### WRITTEN REQUEST
Output all of the data below exactly as given.

++++ RECORDS SUPPLIED

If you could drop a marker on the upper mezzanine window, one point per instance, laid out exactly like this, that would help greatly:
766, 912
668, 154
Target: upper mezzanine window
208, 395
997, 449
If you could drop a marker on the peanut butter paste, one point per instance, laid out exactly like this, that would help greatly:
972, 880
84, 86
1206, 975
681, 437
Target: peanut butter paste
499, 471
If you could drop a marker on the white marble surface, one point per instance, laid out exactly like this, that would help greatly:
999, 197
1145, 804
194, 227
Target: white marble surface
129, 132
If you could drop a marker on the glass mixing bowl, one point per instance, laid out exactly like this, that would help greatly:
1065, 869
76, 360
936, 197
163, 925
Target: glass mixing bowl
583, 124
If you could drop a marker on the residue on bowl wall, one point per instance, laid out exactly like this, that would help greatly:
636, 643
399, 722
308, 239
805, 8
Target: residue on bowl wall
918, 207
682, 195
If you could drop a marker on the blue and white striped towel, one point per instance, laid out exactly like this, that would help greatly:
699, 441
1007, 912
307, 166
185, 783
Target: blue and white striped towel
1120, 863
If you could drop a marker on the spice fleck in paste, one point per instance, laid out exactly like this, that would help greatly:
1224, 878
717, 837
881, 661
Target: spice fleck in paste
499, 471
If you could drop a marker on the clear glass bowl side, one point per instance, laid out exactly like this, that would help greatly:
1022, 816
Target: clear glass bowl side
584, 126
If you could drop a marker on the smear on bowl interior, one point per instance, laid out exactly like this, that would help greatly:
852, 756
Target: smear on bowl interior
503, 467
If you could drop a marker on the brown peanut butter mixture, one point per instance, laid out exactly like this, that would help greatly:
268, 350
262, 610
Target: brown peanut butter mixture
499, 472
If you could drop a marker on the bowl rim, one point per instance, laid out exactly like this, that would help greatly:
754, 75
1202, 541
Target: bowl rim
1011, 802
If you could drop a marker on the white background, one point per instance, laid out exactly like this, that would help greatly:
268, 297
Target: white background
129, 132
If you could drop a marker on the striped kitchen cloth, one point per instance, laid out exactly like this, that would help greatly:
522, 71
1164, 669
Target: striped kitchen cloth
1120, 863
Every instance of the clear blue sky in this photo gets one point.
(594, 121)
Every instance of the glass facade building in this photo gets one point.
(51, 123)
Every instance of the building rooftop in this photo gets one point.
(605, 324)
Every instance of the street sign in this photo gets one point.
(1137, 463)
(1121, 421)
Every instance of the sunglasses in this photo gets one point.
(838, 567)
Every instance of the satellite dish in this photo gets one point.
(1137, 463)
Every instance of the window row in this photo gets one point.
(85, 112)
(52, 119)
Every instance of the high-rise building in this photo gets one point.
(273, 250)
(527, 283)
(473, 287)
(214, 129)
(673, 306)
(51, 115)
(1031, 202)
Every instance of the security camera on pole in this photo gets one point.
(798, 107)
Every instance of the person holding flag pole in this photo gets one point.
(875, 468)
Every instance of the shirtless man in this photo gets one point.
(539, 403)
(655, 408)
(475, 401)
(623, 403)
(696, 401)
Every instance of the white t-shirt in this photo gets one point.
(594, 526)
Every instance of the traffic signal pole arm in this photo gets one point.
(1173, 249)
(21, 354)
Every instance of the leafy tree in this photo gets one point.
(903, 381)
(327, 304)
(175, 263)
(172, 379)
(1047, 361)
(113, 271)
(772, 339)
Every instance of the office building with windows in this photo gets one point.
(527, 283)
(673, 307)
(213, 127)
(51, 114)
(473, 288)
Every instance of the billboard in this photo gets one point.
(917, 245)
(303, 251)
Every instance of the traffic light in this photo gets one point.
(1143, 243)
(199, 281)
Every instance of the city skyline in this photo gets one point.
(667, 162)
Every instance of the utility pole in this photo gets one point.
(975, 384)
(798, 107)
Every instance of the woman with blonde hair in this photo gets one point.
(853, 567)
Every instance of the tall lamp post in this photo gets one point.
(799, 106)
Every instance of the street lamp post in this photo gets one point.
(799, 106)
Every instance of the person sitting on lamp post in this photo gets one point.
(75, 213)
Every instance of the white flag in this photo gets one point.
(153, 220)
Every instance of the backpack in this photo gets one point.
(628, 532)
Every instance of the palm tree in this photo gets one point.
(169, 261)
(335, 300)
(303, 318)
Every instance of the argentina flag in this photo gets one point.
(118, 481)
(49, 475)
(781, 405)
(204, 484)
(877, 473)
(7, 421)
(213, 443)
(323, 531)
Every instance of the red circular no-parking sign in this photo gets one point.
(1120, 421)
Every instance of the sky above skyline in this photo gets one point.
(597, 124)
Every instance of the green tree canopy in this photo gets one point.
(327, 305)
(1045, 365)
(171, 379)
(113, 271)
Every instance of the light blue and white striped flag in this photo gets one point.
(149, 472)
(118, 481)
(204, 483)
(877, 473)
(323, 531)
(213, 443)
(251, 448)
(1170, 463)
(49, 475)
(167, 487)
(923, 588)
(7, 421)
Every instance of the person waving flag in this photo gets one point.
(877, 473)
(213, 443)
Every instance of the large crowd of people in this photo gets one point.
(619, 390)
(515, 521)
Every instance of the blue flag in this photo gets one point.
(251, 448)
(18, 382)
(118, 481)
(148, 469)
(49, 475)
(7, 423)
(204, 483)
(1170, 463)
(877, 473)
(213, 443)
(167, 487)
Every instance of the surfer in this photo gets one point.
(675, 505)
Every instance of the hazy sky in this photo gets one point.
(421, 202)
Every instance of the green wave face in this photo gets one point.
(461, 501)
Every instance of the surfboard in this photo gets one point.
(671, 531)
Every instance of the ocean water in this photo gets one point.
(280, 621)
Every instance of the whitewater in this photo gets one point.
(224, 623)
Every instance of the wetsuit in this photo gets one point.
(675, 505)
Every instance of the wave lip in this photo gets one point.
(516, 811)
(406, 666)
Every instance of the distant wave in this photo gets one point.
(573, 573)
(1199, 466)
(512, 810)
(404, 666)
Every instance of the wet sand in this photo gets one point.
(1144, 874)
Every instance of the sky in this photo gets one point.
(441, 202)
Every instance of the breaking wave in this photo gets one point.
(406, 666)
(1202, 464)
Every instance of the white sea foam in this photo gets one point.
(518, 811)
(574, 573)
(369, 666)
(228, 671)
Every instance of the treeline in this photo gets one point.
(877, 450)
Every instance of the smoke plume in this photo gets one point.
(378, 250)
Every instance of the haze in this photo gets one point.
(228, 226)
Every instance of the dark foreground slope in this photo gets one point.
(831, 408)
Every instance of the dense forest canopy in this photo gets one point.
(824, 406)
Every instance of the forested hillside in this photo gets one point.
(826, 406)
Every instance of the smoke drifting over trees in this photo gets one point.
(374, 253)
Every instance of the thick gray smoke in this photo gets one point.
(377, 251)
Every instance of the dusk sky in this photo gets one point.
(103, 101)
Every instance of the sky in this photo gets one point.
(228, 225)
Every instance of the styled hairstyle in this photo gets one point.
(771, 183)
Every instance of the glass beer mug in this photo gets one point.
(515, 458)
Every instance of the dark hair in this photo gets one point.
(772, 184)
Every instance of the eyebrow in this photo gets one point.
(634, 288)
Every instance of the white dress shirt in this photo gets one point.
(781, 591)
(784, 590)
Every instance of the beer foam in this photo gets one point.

++++++++

### COMPLETE RESPONSE
If you could drop a marker on the upper mezzanine window, one point per instance, laid out exactly like this, that would help greatly:
766, 912
668, 154
Target: upper mezzanine window
208, 395
997, 449
If you could drop a marker on the peanut butter paste, one point per instance, laid out exactly like this, that would help greatly:
972, 880
84, 86
1206, 975
681, 437
Target: peanut butter paste
499, 471
If you could drop a marker on the white marble surface, one point per instance, laid out exactly like this, that would help greatly:
999, 197
1145, 804
194, 227
Target: white marble surface
129, 132
If you could drop a marker on the glass mixing bowl, one point per instance, laid out exactly like this, that would help greatly:
1065, 869
76, 360
936, 197
163, 925
Target: glass mixing bowl
583, 124
If you could drop a marker on the residue on bowl wall, one point per instance, laid out exactly like this, that would help greatly:
636, 643
399, 722
308, 239
805, 8
Target: residue on bowl wall
918, 207
682, 195
If you could drop a marker on the blue and white striped towel, one point per instance, laid out exactly like this, that would help greatly:
699, 441
1007, 912
307, 166
185, 783
Target: blue and white striped towel
1120, 863
If you could drop a marker on the spice fleck in paste, one point per instance, laid out exactly like this, that would help greatly:
1224, 878
717, 837
881, 661
Target: spice fleck in paste
499, 471
If you could drop a marker on the clear glass bowl side, one point per instance, laid out exactly like this, that would help greatly:
1022, 816
Target: clear glass bowl side
584, 126
If you could drop a marker on the smear on bowl interior, one point per instance, laid out exactly like this, that would help greatly:
852, 756
Target: smear on bowl interior
503, 467
If you could drop a marker on the brown peanut butter mixture, one point per instance, laid out exactly like this, that would help greatly:
268, 350
262, 610
Target: brown peanut butter mixture
499, 472
If you could drop a marker on the bowl rim, one point per instance, laid out exactly like this, that would help greatly:
754, 75
1202, 541
Target: bowl rim
1011, 802
If you could drop a marker on the white background, one point per instance, laid out exactly like this, that would help greatly:
268, 297
Target: white background
129, 132
If you could drop a marker on the striped kitchen cloth, one point per instance, laid out exactly like this, that would help greatly:
522, 71
1164, 669
Target: striped kitchen cloth
1120, 863
Every instance of the clear blue sky in this photo gets one point.
(594, 121)
Every instance of the glass facade building in this photo gets one point.
(51, 123)
Every instance of the building rooftop in this photo gets one point.
(605, 324)
Every instance of the street sign in this photo gets one point.
(1137, 463)
(1121, 421)
Every instance of the sunglasses in this photo gets one point.
(838, 567)
Every instance of the satellite dish in this photo gets one point.
(1137, 463)
Every instance of the window row in this photo gets one point.
(85, 112)
(52, 119)
Every instance of the high-rise building in this photo gets one point.
(273, 250)
(527, 283)
(473, 287)
(214, 129)
(673, 306)
(51, 115)
(1031, 202)
Every instance of the security camera on pole in this photo gets one point.
(798, 107)
Every instance of the person holding flag pole in this photo gets one point.
(875, 468)
Every instance of the shirtless man in this photo gets one point.
(539, 403)
(655, 408)
(475, 401)
(623, 403)
(696, 401)
Every instance of the white t-shirt in this photo gets one point.
(594, 526)
Every instance of the traffic signal pole arm in this photo gets one point.
(1173, 249)
(21, 354)
Every instance of the leafy tree in this photo gets one point.
(903, 381)
(327, 304)
(175, 263)
(172, 379)
(1047, 361)
(113, 271)
(772, 339)
Every instance of the office building with windows in this photo gets one point.
(527, 283)
(673, 307)
(213, 127)
(51, 114)
(473, 288)
Every instance of the billboard in this photo gets one point.
(917, 245)
(303, 251)
Every instance of the traffic light in this photo gets one point.
(1143, 243)
(199, 281)
Every instance of the city skyline in this photo gets one point.
(667, 162)
Every instance of the utility pole in this photo gets one point.
(975, 384)
(798, 107)
Every instance of the woman with blonde hair in this photo gets one point.
(853, 567)
Every instance of the tall lamp post in this photo gets one point.
(799, 106)
Every instance of the street lamp post in this photo gets one point.
(799, 106)
Every instance of the person sitting on lamp post in this photo gets one point.
(75, 213)
Every instance of the white flag in this photo gets one point.
(153, 220)
Every instance of the backpack in this photo gets one point.
(628, 532)
Every instance of the palm tree in this photo gets one point.
(169, 261)
(335, 300)
(303, 318)
Every instance of the argentina flag in this photo gets one point.
(118, 481)
(49, 475)
(781, 405)
(204, 484)
(877, 473)
(7, 421)
(213, 443)
(323, 531)
Every instance of the red circular no-parking sign in this photo gets one point.
(1120, 421)
Every instance of the sky above skyline in this photo gets one point.
(597, 124)
Every instance of the green tree canopy in this photo gets one point.
(327, 305)
(1045, 365)
(171, 379)
(113, 271)
Every instance of the light blue and white striped flag in this photo gets one point.
(149, 472)
(118, 481)
(204, 483)
(877, 473)
(323, 531)
(213, 443)
(251, 448)
(1170, 463)
(49, 475)
(167, 487)
(923, 588)
(7, 421)
Every instance of the person waving flag in this photo gets one point.
(877, 473)
(213, 443)
Every instance of the large crowd of people in this photo gets one point.
(619, 390)
(515, 521)
Every instance of the blue flag in this photo gets one point.
(251, 448)
(18, 382)
(118, 481)
(148, 469)
(49, 475)
(7, 423)
(204, 483)
(1170, 463)
(877, 473)
(213, 443)
(167, 487)
Every instance of the surfer in this photo gets one point.
(675, 505)
Every instance of the hazy sky in this photo gets one point.
(421, 202)
Every instance of the green wave face in this photo gets one point.
(461, 501)
Every instance of the surfboard in this photo gets one point.
(671, 531)
Every instance of the ocean water in this photo gets one point.
(280, 621)
Every instance of the whitewater in this photo gets one point.
(224, 623)
Every instance of the wetsuit in this photo gets one point.
(675, 505)
Every instance of the wave lip in this photo gets one point.
(516, 811)
(406, 666)
Every instance of the distant wave in this photo gets one point.
(573, 573)
(1199, 466)
(512, 810)
(404, 666)
Every instance of the wet sand in this photo gets one point.
(1144, 874)
Every instance of the sky in this photo gets one point.
(441, 202)
Every instance of the breaking wave in this photo gets one point.
(406, 666)
(1202, 464)
Every instance of the white sea foam in this photo gets one point.
(518, 811)
(574, 573)
(369, 666)
(228, 671)
Every instance of the treeline in this photo gets one point.
(877, 450)
Every instance of the smoke plume in this photo gets one point.
(378, 250)
Every instance of the haze in this photo gets one point.
(228, 226)
Every instance of the dark foreground slope in this photo gets one point.
(831, 408)
Every instance of the dense forest canopy in this photo gets one point.
(824, 406)
Every instance of the forested hillside in this photo gets one point.
(826, 406)
Every instance of the smoke drifting over trees in this photo gets one point.
(374, 253)
Every instance of the thick gray smoke in this photo gets one point.
(377, 251)
Every instance of the dusk sky in this photo gets one point.
(103, 101)
Every instance of the sky in this photo gets one point.
(228, 225)
Every instance of the styled hairstyle in this photo gets one point.
(771, 183)
Every instance of the glass beer mug in this photo gets one point.
(515, 458)
Every instance of the dark hair in this photo gets one point.
(772, 184)
Every instance of the eyebrow in this photo gets one point.
(634, 288)
Every instance of the white dress shirt in this photo gets one point.
(781, 591)
(784, 590)
Every instance of the beer foam in this photo gets one point.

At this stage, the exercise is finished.